* _What you are asked to do_: Could you lay out the data below as a Markdown table with the columns "Row" and "Line", giving each line its own numbered row and skipping blank lines? Begin at the line that has "the chrome towel" and stop after the line that has "[175,267,215,324]".

[Excerpts from a detection dataset]
===

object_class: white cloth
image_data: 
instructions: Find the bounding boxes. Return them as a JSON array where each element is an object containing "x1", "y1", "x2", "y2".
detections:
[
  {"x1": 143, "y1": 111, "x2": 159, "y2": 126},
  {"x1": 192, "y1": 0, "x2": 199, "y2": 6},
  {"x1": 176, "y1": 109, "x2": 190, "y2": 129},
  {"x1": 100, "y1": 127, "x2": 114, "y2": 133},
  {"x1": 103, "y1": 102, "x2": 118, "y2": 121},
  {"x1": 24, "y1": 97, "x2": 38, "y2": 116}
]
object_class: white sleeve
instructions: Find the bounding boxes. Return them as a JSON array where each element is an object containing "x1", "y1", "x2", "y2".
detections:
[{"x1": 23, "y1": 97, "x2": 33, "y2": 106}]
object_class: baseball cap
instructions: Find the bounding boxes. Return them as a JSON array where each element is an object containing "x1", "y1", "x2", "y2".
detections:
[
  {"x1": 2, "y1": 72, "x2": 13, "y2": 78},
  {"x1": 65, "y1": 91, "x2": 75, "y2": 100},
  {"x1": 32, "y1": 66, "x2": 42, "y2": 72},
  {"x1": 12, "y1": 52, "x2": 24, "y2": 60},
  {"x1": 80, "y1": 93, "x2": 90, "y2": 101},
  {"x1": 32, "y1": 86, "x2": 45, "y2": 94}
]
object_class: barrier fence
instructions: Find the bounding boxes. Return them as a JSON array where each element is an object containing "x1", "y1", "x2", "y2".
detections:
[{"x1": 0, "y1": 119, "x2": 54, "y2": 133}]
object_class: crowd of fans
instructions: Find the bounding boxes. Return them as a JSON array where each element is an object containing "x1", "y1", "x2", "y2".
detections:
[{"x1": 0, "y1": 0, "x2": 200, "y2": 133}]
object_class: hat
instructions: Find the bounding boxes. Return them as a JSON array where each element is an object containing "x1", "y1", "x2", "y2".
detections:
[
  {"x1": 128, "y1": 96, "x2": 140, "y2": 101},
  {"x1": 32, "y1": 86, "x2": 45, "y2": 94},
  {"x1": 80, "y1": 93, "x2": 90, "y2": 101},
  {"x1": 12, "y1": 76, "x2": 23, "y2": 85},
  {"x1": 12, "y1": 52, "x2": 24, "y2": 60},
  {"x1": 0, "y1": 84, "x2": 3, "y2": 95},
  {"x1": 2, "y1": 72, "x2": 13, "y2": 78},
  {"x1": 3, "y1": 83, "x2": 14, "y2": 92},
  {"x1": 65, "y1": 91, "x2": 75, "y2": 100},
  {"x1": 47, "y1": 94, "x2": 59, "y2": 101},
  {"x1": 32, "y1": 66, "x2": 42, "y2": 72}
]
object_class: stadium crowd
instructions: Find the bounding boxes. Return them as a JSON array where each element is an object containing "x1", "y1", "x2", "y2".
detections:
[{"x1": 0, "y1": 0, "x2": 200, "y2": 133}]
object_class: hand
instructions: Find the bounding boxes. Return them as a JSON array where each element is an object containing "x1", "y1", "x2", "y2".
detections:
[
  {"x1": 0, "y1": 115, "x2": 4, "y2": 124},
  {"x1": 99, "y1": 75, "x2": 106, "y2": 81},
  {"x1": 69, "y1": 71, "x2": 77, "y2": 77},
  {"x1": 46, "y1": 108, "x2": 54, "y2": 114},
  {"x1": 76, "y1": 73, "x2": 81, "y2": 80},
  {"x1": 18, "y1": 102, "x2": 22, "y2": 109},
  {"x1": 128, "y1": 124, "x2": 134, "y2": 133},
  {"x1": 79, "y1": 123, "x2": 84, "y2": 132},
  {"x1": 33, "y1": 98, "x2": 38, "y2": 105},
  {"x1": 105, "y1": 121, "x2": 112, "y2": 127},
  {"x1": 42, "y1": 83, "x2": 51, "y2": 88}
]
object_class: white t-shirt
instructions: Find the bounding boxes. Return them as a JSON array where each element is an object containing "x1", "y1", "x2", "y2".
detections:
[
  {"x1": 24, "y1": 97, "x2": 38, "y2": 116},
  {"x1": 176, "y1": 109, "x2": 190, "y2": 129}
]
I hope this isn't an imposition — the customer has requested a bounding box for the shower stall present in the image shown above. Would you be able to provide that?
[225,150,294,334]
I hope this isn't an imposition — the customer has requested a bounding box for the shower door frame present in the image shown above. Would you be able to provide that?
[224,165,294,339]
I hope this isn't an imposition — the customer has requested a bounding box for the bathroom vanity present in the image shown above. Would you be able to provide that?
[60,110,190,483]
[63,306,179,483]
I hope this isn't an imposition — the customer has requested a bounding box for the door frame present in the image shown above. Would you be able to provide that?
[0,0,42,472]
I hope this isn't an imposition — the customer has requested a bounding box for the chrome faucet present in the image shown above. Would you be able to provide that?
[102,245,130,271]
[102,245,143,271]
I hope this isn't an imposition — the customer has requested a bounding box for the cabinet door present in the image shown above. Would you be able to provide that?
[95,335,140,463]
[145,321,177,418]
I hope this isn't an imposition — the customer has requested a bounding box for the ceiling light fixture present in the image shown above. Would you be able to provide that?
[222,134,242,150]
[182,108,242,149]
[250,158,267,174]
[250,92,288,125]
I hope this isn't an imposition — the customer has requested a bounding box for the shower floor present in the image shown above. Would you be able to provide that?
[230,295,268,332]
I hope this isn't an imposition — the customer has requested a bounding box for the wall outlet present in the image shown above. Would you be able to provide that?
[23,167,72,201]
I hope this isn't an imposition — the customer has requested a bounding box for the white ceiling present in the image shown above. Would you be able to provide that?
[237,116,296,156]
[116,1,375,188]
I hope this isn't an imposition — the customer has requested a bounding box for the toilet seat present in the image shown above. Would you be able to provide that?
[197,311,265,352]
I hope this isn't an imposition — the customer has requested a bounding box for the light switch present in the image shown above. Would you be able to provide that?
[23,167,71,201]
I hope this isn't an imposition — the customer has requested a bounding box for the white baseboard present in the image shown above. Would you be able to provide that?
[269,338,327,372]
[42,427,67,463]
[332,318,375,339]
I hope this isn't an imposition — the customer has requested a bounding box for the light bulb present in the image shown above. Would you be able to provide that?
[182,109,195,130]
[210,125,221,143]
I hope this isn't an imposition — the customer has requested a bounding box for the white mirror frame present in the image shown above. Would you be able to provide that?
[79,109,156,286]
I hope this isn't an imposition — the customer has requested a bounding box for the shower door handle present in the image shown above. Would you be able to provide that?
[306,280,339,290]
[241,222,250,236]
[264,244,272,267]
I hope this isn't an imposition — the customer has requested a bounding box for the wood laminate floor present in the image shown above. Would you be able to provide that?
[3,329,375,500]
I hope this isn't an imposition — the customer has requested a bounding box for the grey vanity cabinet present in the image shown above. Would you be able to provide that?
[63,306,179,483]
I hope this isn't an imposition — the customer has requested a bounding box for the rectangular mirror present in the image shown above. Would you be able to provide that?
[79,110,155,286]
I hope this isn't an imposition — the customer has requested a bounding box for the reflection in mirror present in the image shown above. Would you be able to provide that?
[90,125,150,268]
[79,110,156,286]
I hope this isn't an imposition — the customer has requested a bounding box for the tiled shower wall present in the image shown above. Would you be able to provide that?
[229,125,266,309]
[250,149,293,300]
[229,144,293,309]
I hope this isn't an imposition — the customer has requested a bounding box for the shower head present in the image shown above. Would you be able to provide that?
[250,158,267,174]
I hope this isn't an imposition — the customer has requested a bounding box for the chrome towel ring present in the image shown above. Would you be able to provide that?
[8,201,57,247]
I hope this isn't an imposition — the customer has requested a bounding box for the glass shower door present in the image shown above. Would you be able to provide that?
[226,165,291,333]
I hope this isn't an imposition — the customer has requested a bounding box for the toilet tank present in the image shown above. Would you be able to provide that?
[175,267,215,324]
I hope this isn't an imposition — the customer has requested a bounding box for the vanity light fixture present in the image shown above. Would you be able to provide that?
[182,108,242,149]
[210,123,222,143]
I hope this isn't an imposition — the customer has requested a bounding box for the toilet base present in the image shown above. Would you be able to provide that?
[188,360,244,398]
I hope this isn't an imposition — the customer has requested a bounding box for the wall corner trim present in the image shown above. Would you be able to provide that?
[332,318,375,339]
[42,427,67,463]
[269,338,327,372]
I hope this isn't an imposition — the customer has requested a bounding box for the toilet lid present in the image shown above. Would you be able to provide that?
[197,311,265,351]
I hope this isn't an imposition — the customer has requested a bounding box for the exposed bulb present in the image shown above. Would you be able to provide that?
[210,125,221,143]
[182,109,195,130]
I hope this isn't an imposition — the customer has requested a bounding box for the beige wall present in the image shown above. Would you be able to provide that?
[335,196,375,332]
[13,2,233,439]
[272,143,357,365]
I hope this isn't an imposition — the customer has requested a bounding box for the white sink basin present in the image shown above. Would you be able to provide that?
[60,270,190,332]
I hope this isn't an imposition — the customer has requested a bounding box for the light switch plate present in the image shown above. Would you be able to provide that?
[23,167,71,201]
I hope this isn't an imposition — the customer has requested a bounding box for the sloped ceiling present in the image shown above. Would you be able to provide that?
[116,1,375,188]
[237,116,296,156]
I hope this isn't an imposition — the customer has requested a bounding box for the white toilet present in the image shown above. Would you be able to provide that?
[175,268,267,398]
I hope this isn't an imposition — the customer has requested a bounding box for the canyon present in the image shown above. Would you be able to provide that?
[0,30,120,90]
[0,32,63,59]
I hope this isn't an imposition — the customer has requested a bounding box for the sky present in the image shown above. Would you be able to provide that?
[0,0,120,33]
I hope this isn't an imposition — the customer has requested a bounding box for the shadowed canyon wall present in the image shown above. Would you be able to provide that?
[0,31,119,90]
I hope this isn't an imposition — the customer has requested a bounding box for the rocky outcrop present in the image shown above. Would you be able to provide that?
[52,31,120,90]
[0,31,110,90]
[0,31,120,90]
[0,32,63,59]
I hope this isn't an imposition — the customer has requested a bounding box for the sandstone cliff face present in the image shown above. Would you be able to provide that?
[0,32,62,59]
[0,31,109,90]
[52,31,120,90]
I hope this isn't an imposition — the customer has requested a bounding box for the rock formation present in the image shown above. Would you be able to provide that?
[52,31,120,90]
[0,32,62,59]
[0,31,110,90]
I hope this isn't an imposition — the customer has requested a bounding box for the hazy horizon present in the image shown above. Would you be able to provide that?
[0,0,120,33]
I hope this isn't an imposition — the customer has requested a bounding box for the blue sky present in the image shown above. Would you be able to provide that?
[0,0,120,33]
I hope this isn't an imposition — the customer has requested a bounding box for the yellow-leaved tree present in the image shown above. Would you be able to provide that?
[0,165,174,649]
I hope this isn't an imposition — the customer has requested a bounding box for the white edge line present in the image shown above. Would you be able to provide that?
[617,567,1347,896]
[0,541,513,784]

===

* _Problem solution_:
| Row | Line |
|---|---|
| 1 | I hope this isn't an imposition — the customer has requested a bounding box for the chrome towel ring present in the image shown above. Would you be able to provide that? |
| 2 | [8,201,57,247] |
| 3 | I hope this isn't an imposition — the customer has requested a bounding box for the glass shower door present in the image shown above. Would you be able to provide that? |
| 4 | [226,165,291,333] |
| 5 | I hope this isn't an imposition — the customer has requested a bounding box for the toilet tank present in the image shown above. Would you be able to provide that? |
| 6 | [175,267,215,324] |